## PROMPT
Continue the text on removing barriers to legal migration, starting after its last sentence.

## TEXT UNDER STUDY
Removing Barriers to Legal Migration to Strengthen our Communities and Economy

Subcommittee on Immigration, Citizenship, and Border Safety (Tuesday, March 15, 2022)

First, many members of the public mistakenly believe that our current laws permit anyone to immigrate legally to the United States as long as they don’t have a criminal background or other negative baggage and are willing to wait their turn in line. But as members of this subcommittee are well aware, our laws take the opposite approach. Being free of such disqualifying characteristics is not enough. To be admitted as a lawful permanent resident (LPR), a person must also affirmatively qualify under one of several specific categories created by Congress. The main categories are those seeking unification with specified family members who are U.S. citizens or LPRs, those whose occupational skills are needed by U.S. employers, those who hail from countries that in the past five years have sent relatively few immigrants to the United States, and refugees. A person who doesn’t fall within any of those four categories (or a handful of much smaller miscellaneous categories) cannot lawfully immigrate to the United States.
Second, the Immigration and Nationality Act contains more than 20 pages laying out the grounds on which otherwise qualified intending immigrants are ineligible. These inadmissibility grounds generally relate to criminality, national security, communicable diseases, likelihood of becoming a public charge, protection of the U.S. labor force, and the integrity of the immigration system itself.

## DATASET ENTRIES
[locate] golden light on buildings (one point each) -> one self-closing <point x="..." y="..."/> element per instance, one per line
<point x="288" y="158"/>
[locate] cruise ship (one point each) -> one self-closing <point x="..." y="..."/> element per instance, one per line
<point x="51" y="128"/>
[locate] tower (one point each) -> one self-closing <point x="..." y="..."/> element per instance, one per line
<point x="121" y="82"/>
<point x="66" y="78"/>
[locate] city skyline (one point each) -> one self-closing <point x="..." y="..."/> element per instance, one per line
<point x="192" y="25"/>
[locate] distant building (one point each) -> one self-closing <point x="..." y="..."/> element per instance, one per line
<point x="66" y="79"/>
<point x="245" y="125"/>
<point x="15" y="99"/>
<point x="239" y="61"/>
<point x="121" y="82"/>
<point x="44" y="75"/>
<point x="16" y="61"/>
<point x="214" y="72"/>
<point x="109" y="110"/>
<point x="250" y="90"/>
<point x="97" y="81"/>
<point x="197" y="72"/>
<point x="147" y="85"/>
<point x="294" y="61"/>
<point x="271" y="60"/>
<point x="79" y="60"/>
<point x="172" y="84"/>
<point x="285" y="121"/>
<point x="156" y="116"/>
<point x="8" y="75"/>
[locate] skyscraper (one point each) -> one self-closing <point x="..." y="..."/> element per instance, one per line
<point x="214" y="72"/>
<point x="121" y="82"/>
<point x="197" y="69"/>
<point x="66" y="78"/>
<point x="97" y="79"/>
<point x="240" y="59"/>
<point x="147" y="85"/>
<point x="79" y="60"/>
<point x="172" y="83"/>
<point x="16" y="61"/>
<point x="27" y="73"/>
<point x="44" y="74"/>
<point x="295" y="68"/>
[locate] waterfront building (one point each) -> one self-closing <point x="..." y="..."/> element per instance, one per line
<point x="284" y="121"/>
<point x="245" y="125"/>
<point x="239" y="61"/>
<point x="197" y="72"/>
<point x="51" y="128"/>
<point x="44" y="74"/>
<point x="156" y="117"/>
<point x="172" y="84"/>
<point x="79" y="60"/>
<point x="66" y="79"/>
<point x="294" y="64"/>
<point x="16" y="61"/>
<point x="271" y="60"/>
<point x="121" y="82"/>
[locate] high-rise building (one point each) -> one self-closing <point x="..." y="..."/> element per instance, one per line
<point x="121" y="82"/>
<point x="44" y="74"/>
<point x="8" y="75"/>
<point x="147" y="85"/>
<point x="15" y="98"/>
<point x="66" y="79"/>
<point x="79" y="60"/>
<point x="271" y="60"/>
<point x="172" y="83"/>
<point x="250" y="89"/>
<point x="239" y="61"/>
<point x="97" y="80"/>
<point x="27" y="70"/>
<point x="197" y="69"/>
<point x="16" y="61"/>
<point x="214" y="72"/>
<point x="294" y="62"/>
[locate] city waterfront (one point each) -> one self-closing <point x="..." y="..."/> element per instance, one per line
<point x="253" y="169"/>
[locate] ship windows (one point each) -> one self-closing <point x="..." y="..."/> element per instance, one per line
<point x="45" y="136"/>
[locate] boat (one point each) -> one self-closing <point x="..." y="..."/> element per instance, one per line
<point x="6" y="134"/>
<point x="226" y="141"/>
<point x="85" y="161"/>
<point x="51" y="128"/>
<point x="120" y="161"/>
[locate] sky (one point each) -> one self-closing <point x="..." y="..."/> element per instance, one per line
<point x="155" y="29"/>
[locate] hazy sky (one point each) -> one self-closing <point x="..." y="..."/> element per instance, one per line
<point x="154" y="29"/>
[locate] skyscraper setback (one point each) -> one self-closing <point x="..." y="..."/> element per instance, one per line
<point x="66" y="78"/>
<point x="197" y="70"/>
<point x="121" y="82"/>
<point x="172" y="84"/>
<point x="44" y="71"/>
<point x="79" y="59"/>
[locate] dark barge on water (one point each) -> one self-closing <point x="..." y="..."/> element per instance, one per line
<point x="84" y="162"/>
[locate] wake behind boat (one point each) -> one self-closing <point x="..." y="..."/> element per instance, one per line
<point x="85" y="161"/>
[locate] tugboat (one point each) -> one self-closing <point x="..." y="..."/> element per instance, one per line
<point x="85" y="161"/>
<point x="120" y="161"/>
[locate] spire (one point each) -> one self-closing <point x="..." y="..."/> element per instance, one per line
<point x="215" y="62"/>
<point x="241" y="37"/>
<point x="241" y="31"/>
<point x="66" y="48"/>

## RESULT OF THE EXERCISE
Third, with some important exceptions, there are annual numerical limits on the admission of qualified immigrants. Those limits are of two kinds. There are annual numerical ceilings for eachcategory (and many subcategories) of immigrants – family immigration, employment immigration, etc. Within each of those categories, there are additional annual limits on how many immigrants may be admitted from a single country. In the past three decades Congress has enacted several laws concerned principally with immigration enforcement. Not since the Immigration Act of 1990, however, has Congress taken any major action to update our nation’s policies on legal immigration. In the intervening decades, much has changed, and there is now ample reason to revisit the system that governs the lawful admission of immigrants to the United States.